### The problem
With both ends included, repeat exactly the lines of the entries below from the one containing "column 488, row 0" down to the one containing "column 872, row 1187", and no others.

>>>>>

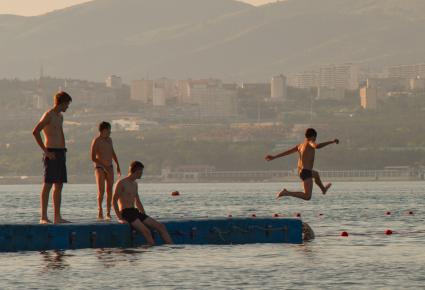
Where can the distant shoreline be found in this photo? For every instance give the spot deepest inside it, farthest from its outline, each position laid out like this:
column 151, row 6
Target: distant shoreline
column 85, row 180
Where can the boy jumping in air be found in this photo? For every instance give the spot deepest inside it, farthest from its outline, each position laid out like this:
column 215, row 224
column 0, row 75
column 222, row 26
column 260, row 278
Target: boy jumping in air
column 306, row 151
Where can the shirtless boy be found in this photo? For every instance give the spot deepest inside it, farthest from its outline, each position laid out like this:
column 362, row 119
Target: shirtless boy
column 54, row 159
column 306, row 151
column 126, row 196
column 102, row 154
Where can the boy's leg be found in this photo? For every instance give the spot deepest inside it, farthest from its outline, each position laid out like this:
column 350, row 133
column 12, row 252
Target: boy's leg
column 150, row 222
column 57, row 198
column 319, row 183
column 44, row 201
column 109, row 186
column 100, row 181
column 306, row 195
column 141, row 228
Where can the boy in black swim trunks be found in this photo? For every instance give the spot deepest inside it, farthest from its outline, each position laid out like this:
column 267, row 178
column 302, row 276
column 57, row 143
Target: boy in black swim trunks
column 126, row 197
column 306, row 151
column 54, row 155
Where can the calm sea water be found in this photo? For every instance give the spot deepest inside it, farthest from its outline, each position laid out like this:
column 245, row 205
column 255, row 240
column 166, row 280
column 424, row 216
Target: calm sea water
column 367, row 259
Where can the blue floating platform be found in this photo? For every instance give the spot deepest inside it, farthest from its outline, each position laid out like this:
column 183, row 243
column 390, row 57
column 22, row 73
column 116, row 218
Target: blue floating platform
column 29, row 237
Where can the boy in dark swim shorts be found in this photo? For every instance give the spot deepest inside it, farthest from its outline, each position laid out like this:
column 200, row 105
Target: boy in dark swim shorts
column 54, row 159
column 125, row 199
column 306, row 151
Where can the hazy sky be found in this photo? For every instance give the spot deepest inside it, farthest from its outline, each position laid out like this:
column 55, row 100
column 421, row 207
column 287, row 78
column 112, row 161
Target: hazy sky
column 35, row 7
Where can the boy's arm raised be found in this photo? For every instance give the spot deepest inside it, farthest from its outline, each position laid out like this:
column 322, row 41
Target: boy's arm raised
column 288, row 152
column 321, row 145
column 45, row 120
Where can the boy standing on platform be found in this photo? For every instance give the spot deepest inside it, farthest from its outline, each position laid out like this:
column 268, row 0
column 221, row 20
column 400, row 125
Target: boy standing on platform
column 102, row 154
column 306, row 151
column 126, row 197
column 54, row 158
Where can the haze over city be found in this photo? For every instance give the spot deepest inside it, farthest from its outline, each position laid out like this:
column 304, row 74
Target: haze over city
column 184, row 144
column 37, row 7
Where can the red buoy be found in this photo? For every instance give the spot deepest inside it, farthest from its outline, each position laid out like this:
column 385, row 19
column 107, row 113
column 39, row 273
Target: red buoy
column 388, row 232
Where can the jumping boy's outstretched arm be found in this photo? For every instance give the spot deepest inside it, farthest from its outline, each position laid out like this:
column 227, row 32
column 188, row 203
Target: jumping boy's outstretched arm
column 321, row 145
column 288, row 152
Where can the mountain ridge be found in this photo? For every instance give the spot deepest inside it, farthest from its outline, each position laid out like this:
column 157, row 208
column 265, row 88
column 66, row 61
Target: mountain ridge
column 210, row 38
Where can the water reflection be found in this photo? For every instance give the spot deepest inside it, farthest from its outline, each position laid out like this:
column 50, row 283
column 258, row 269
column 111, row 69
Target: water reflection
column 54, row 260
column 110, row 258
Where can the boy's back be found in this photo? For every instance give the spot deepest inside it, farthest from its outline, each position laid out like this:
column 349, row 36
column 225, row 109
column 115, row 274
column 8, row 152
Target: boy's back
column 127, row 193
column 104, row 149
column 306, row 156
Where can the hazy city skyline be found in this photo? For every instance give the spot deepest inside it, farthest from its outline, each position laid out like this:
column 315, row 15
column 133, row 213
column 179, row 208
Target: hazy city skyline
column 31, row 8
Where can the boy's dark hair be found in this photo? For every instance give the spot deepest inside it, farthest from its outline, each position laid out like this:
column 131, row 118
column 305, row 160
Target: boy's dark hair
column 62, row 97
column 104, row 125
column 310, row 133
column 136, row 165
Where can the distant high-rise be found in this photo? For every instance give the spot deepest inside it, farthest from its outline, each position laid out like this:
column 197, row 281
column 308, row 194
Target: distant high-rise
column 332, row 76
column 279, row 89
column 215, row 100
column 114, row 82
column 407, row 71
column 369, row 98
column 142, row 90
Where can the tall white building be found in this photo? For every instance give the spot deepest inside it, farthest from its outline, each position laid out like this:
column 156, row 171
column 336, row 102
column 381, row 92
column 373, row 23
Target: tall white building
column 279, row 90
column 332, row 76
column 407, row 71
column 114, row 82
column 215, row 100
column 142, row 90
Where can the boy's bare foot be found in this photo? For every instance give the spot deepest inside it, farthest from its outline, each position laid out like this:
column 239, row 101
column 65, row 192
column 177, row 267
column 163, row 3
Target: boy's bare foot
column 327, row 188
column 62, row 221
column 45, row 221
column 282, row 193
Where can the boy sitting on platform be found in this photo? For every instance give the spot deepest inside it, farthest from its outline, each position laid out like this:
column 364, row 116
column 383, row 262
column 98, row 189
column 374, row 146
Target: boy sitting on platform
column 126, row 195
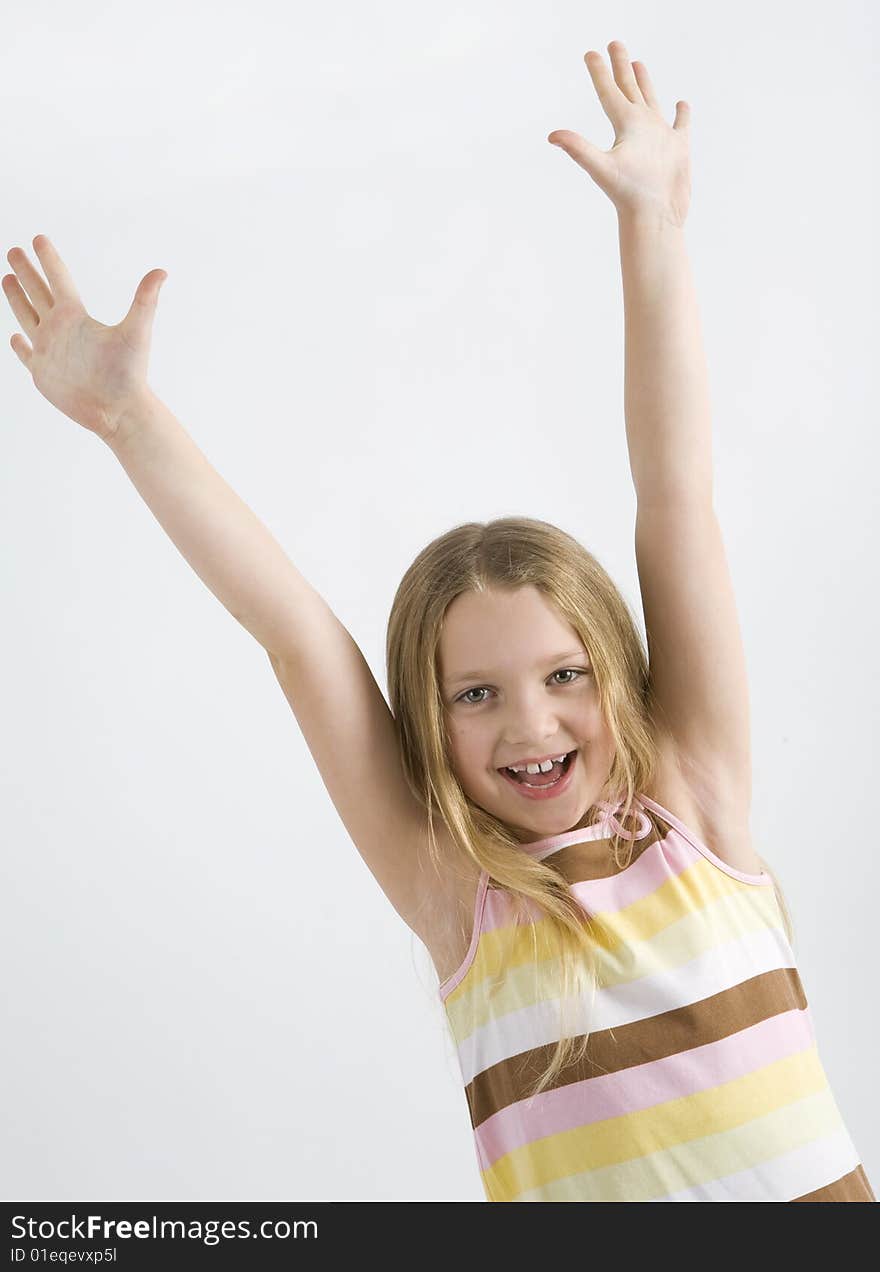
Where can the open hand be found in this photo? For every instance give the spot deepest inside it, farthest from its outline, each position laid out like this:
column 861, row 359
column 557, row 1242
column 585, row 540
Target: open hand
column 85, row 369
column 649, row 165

<<<<<
>>>>>

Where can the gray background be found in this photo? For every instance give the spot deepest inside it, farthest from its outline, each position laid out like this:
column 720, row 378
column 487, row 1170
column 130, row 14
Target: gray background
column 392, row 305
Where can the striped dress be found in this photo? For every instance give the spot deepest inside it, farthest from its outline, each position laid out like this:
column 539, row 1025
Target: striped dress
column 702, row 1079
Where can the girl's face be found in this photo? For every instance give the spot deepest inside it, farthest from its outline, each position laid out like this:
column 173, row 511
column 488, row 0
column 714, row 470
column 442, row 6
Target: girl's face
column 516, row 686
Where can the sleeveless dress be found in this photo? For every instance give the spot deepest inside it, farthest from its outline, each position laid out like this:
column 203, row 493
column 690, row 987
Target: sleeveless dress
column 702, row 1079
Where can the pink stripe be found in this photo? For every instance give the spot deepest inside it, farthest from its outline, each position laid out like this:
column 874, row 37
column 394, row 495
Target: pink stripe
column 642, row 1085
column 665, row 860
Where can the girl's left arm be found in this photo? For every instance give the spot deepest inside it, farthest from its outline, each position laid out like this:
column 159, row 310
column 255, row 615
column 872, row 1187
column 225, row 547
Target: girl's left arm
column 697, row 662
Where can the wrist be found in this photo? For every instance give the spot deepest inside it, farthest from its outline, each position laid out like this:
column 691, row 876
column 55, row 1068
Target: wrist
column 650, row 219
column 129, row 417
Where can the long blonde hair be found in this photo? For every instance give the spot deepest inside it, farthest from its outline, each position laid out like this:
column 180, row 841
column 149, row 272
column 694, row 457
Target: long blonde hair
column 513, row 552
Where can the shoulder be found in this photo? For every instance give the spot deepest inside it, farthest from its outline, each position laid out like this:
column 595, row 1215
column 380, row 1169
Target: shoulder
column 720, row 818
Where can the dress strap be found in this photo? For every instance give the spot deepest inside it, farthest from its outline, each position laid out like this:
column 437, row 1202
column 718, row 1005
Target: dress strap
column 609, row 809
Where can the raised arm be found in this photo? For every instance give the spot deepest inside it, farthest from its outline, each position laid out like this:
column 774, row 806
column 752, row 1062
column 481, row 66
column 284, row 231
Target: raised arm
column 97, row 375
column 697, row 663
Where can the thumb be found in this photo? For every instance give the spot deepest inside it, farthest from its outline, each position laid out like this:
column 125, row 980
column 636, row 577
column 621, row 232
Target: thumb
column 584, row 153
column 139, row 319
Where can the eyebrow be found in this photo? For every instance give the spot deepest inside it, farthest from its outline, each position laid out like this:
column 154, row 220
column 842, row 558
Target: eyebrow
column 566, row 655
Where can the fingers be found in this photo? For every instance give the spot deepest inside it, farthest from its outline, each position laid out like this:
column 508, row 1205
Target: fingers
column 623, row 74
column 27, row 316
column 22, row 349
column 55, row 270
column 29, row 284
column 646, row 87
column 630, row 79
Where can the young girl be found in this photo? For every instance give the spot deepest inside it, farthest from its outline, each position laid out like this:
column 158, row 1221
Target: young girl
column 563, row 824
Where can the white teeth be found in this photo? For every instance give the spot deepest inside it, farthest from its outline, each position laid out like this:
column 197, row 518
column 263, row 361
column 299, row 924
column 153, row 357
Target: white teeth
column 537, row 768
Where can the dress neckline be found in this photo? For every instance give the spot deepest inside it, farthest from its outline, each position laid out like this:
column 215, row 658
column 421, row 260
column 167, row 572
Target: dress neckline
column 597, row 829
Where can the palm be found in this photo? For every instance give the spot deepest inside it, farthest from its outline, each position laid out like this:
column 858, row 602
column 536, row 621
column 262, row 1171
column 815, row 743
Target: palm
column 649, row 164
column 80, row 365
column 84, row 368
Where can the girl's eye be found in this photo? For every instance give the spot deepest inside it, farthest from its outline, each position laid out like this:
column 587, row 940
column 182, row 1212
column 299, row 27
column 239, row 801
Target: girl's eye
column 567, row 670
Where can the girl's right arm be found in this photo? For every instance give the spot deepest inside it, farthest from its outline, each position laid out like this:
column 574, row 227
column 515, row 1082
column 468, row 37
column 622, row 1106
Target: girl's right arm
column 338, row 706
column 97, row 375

<<<<<

### Exercise result
column 488, row 0
column 714, row 470
column 442, row 6
Target: girl's face
column 516, row 686
Where can the sleeveless dress be found in this photo? For every instance give the spot deepest inside it, farthest from its outline, each position laid out like this:
column 203, row 493
column 690, row 987
Target: sleeveless dress
column 702, row 1079
Where can the pink stripe be found in this photo? For every instance give the spot deepest inside it, farthest from its outline, each position laid out like this:
column 874, row 37
column 394, row 495
Target: pink stripe
column 642, row 1085
column 665, row 860
Where can the girl's left arm be found in this photo? For every instance give the spot deepest inside it, farthest from its outline, each position laid out like this:
column 159, row 310
column 255, row 615
column 872, row 1187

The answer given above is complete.